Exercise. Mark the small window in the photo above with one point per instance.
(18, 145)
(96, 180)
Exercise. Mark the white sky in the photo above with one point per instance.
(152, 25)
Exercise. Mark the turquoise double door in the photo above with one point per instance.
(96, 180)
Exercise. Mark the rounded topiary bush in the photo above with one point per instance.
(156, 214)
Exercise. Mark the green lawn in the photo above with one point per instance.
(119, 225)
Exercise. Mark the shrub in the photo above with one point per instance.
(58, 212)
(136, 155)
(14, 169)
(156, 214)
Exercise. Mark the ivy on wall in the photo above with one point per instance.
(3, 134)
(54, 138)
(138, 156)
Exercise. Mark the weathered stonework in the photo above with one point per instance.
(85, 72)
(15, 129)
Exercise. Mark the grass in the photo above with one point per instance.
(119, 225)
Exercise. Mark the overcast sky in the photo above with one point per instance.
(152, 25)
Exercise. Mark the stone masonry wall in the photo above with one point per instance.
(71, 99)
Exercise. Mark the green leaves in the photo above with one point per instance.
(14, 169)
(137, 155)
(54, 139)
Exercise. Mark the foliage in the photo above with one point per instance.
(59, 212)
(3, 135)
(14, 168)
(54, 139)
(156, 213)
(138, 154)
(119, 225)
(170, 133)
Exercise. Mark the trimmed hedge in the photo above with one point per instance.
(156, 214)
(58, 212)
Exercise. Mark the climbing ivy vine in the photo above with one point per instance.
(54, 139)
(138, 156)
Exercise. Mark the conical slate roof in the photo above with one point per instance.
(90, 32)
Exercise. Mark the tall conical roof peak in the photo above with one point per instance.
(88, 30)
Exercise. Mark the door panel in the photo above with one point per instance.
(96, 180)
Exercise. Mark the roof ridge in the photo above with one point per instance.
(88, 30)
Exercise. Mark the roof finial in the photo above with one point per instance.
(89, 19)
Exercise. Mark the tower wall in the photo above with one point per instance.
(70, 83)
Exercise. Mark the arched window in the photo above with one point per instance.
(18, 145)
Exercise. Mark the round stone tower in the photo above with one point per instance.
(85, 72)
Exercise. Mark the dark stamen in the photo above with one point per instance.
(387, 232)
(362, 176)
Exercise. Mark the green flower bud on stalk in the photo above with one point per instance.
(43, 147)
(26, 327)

> [Short problem]: Take the rows from the line containing "Exercise. Mark the arched" through the end of the rows and write those lines out again, replacing each "Mark" with "Label" and leaving everything else unchanged.

> [Exercise answer]:
Exercise. Label the arched window in the photo above with one point per instance.
(18, 145)
Exercise. Label the round stone tower in the photo above with one point per instance.
(85, 72)
Exercise. Label the dark stamen in the photo above with one point per instance.
(387, 232)
(362, 176)
Exercise. Label the green flower bud on stalk in the photo above with one point per instance.
(43, 147)
(26, 327)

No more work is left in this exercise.